- **Выполните задания**:
a: Определите, согласуется ли с фрагментом о книге про вещество, найденное на Солнце, каждое из утверждений: (i) это вещество люди сначала нашли на Земле, а потом на Солнце; (ii) телеграмму о находке подписал Крукс; (iii) статья Бронштейна посвящена квантовой гравитации. На каждое ответьте «да» или «нет» и приведите решающие слова фрагмента в точной цитате.
b: Продолжите фрагмент о книге про вещество, найденное на Солнце, начав сразу после его последнего предложения.

- **Фрагмент документа**:
*****
С этого и начинается повествование:

Я расскажу о веществе, которое люди нашли сначала на Солнце, а потом уже у себя на Земле.

В книге: приключения, которые не придумаешь, трудные поиски, неожиданные находки, а герои – международное племя исследователей природы, которым ничто человеческое не чуждо, но истина всего дороже.

Кульминация рассказа – телеграмма: “КРИПТОН – ЭТО ГЕЛИЙ. ПРИЕЗЖАЙТЕ – УВИДИТЕ. КРУКС” – первая публикация о том, что на Земле наконец-то найдено вещество, обнаруженное на Солнце тридцатью годами ранее.

Ужасно обидно, что мне в мои двенадцать лет не попалась эта книжка. Но вряд ли я вспомнил бы ее, читая, двадцать лет спустя, статью Бронштейна о квантовой гравитации: там – простые слова, короткие предложения и все наглядно, а здесь – сложные формулы, интегралы и неравенства, и даже понятия пространства и времени оказались слишком наглядными.
*****
- **Исходные данные**:
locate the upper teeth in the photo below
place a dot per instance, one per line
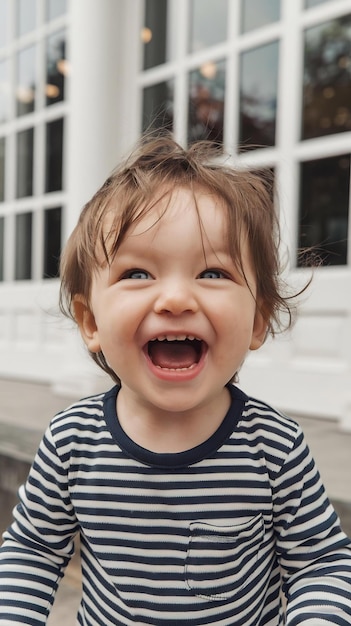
(174, 338)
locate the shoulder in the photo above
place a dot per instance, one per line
(82, 420)
(268, 430)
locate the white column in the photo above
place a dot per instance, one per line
(97, 92)
(102, 122)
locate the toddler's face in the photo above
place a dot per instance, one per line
(172, 314)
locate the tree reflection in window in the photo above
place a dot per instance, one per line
(324, 207)
(23, 246)
(2, 238)
(206, 102)
(56, 67)
(52, 242)
(158, 106)
(327, 79)
(258, 96)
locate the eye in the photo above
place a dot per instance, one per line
(136, 274)
(211, 273)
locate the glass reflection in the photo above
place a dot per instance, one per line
(312, 3)
(26, 16)
(2, 252)
(4, 91)
(3, 22)
(324, 202)
(258, 13)
(23, 246)
(327, 79)
(55, 67)
(258, 96)
(158, 106)
(55, 8)
(154, 33)
(206, 102)
(24, 173)
(26, 81)
(2, 168)
(54, 155)
(52, 242)
(208, 23)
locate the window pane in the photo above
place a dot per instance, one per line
(206, 102)
(26, 81)
(55, 67)
(26, 16)
(158, 106)
(327, 79)
(55, 8)
(208, 23)
(2, 168)
(2, 239)
(23, 249)
(54, 155)
(3, 22)
(324, 202)
(25, 144)
(154, 33)
(258, 96)
(4, 91)
(52, 242)
(257, 13)
(313, 3)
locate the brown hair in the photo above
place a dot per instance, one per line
(155, 168)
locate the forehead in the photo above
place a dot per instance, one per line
(199, 208)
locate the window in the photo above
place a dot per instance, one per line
(4, 91)
(2, 238)
(312, 3)
(208, 23)
(154, 33)
(54, 147)
(33, 109)
(206, 102)
(26, 81)
(55, 8)
(25, 145)
(324, 206)
(55, 67)
(2, 168)
(23, 246)
(327, 79)
(258, 13)
(52, 242)
(158, 106)
(26, 16)
(258, 96)
(3, 22)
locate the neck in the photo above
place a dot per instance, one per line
(170, 431)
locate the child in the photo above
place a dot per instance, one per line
(195, 503)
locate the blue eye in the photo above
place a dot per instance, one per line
(212, 274)
(136, 274)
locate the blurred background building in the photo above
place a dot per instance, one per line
(269, 79)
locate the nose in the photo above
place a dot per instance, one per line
(176, 297)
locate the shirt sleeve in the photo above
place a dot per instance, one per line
(314, 552)
(39, 544)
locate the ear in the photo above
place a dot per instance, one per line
(259, 330)
(86, 323)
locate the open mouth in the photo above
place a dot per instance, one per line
(176, 353)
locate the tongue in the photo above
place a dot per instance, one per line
(172, 354)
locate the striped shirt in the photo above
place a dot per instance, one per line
(206, 536)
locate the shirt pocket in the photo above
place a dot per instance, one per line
(221, 560)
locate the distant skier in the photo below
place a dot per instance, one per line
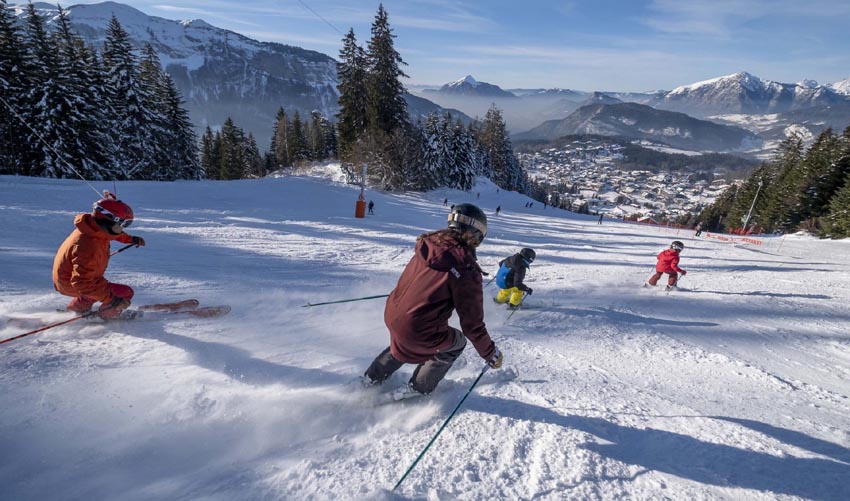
(510, 277)
(82, 259)
(668, 262)
(442, 276)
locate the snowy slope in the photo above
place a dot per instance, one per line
(736, 389)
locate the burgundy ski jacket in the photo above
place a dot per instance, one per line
(442, 276)
(668, 262)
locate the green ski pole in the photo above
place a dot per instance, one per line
(421, 454)
(344, 300)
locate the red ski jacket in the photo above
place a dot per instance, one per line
(82, 259)
(442, 276)
(668, 262)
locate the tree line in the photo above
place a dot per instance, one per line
(69, 110)
(231, 154)
(799, 189)
(374, 127)
(114, 115)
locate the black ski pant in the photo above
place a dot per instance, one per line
(427, 375)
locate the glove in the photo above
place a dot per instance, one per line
(113, 308)
(496, 361)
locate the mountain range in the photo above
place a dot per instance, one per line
(640, 121)
(221, 73)
(745, 93)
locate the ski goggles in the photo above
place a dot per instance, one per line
(124, 223)
(469, 221)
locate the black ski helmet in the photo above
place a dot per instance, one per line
(467, 217)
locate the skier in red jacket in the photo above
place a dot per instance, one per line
(81, 261)
(442, 277)
(668, 262)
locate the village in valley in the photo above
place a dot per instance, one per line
(586, 177)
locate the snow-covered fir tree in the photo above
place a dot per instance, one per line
(231, 152)
(296, 141)
(280, 133)
(125, 97)
(45, 107)
(13, 151)
(506, 170)
(91, 147)
(351, 71)
(386, 108)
*****
- **Ответы к заданиям**:
a:
(i) Нет: «которое люди нашли сначала на Солнце, а потом уже у себя на Земле».
(ii) Да: «ПРИЕЗЖАЙТЕ – УВИДИТЕ. КРУКС».
(iii) Да: «статью Бронштейна о квантовой гравитации».

b:
О том, как рождалась повесть и вместе с ней детский писатель, свидетельствует дарственная надпись:

Дорогой Лидочке, без которой я никогда не смог бы написать эту книгу.

Митя 21 апр. 1936

Ему оставалось полтора года жизни. Он успел написать еще две научно-художественные книжки – “Лучи икс” и “Изобретатели радиотелеграфа”.



Лидия Корнеевна показала мне письмо Корнея Чуковского, ее отца:

За свою долгую жизнь я близко знал многих знаменитых людей: Репина, Горького, Маяковского, Валерия Брюсова, Леонида Андреева, Станиславского, и потому мне часто случалось испытывать чувство восхищения человеческой личностью. Такое же чувство я испытывал всякий раз, когда мне доводилось встречаться с молодым физиком М. П. Бронштейном. Достаточно было провести в его обществе полчаса, чтобы почувствовать, что это человек необыкновенный. Он был блистательный собеседник, эрудиция его казалась необъятной. Английскую, древнегреческую, французскую литературу он знал так же хорошо, как и русскую. В нем было что-то от пушкинского Моцарта – кипучий, жизнерадостный, чарующий ум.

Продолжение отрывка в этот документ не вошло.